• _VOTRE TÂCHE_
Recopiez à l'identique, s'il vous plaît, le passage du texte ci-dessous sur le luxe qui commence aux mots « En 2017, des » et s'arrête après « une denrée rare. ».

• _TEXTE FOURNI_
● ● ● ●
En 2017, des chercheurs du CNRS ont réalisé un test à l'aveugle avec des auditeurs écoutant des violonistes jouer avec des Stradivarius et des violons récents. Les mélomanes ont non seulement été incapables de reconnaître les Stradivarius, ils ont préféré en moyenne les violons contemporains. Pourtant, la renommée du luthier italien a élevé ses instruments au rang d'objets de luxe qui se vendent des millions d'euros. Le luxe est donc un secteur très lucratif pour les marques qui arrivent à s'y positionner, où la clientèle limitée aux plus riches est compensée par des marges mirobolantes. Si le prix fait le luxe, c'est parce qu'il rend le produit inaccessible au plus grand nombre. Le luxe est rêvé, envié, et se meurt dès qu'il est démocratisé. Le caviar ne serait pas un produit de luxe si ce n'était une denrée rare.
● ● ● ●
• _DONNÉES ENREGISTRÉES_

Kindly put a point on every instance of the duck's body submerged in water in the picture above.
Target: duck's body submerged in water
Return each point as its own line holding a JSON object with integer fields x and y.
● ● ● ●
• _RÉPONSE FINALE_
En 2017, des chercheurs du CNRS ont réalisé un test à l'aveugle avec des auditeurs écoutant des violonistes jouer avec des Stradivarius et des violons récents. Les mélomanes ont non seulement été incapables de reconnaître les Stradivarius, ils ont préféré en moyenne les violons contemporains. Pourtant, la renommée du luthier italien a élevé ses instruments au rang d'objets de luxe qui se vendent des millions d'euros. Le luxe est donc un secteur très lucratif pour les marques qui arrivent à s'y positionner, où la clientèle limitée aux plus riches est compensée par des marges mirobolantes. Si le prix fait le luxe, c'est parce qu'il rend le produit inaccessible au plus grand nombre. Le luxe est rêvé, envié, et se meurt dès qu'il est démocratisé. Le caviar ne serait pas un produit de luxe si ce n'était une denrée rare.